(Description of the task) Show each line from the entries below that contains the word "sweater", copying the whole line.

(Input records)
^^^^^^^^

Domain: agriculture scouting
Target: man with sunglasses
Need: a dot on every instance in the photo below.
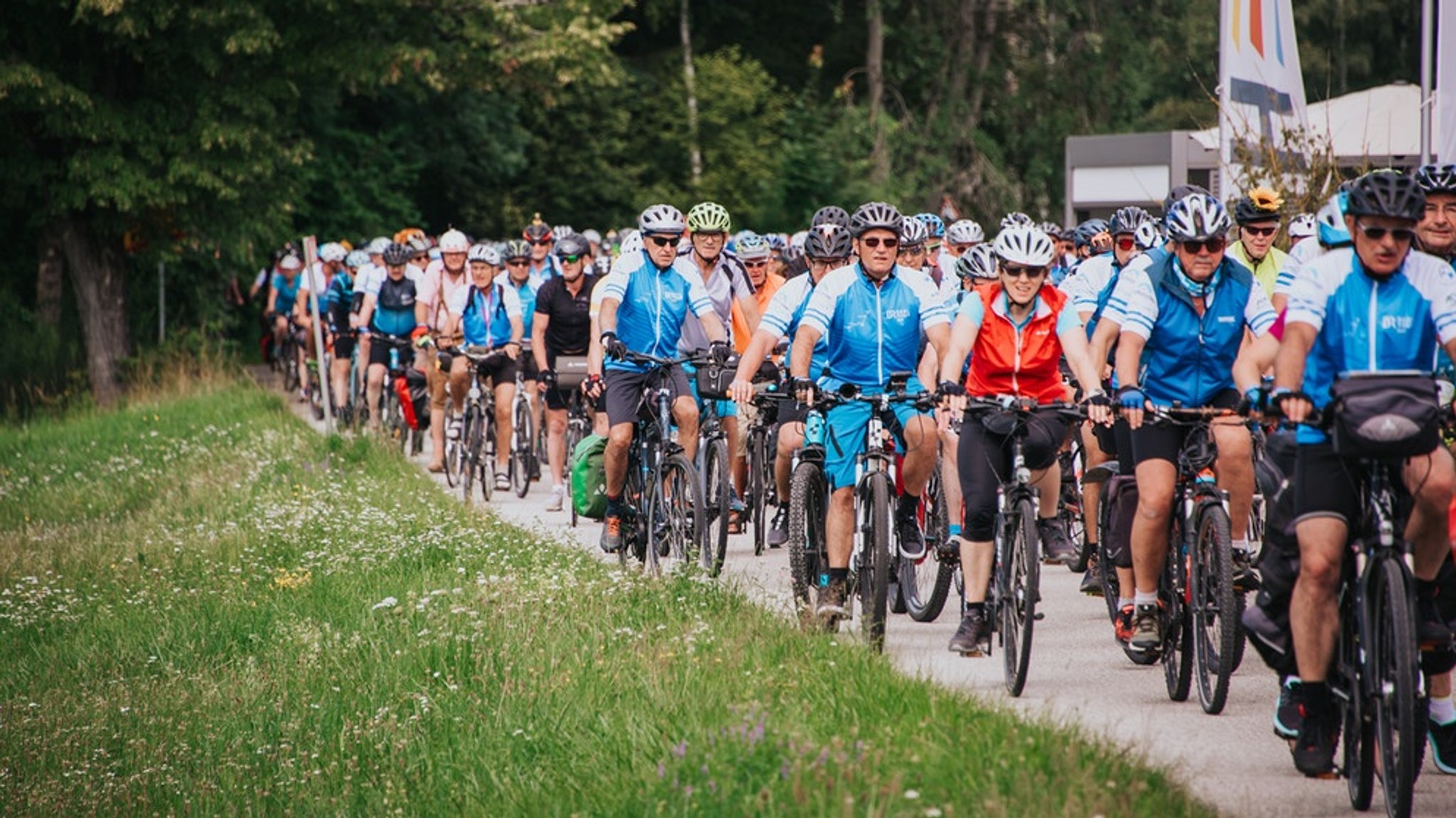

^^^^^^^^

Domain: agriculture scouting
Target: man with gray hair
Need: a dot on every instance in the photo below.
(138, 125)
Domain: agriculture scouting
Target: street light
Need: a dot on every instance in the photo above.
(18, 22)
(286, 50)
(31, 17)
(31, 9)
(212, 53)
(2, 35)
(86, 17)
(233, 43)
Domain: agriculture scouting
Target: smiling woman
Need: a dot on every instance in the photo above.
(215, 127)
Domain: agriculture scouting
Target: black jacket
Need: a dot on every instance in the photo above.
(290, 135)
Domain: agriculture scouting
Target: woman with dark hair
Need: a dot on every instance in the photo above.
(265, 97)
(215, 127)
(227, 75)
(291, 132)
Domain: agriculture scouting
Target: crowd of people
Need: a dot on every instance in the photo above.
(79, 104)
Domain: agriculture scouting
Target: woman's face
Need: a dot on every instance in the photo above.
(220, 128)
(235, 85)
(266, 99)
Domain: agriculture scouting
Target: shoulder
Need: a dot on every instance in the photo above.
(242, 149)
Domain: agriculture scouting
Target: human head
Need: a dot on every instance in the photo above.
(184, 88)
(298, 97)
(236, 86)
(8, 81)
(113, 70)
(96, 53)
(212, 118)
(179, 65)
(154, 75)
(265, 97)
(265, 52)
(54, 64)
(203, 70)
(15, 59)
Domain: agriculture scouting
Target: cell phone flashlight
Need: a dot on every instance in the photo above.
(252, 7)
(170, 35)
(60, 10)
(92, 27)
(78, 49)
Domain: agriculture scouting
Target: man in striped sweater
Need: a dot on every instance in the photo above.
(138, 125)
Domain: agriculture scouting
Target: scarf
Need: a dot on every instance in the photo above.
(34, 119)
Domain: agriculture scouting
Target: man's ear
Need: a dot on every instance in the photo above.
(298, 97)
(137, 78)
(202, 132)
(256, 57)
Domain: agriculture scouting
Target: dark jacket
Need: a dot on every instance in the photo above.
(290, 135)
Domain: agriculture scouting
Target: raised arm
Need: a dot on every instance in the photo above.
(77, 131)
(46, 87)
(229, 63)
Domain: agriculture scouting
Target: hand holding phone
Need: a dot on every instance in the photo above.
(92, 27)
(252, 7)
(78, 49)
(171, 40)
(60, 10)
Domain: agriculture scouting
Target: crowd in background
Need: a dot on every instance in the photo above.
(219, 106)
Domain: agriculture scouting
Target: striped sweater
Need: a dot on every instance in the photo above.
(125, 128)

^^^^^^^^

(Answer for this exercise)
Target: man in striped sweater
Target: striped sweater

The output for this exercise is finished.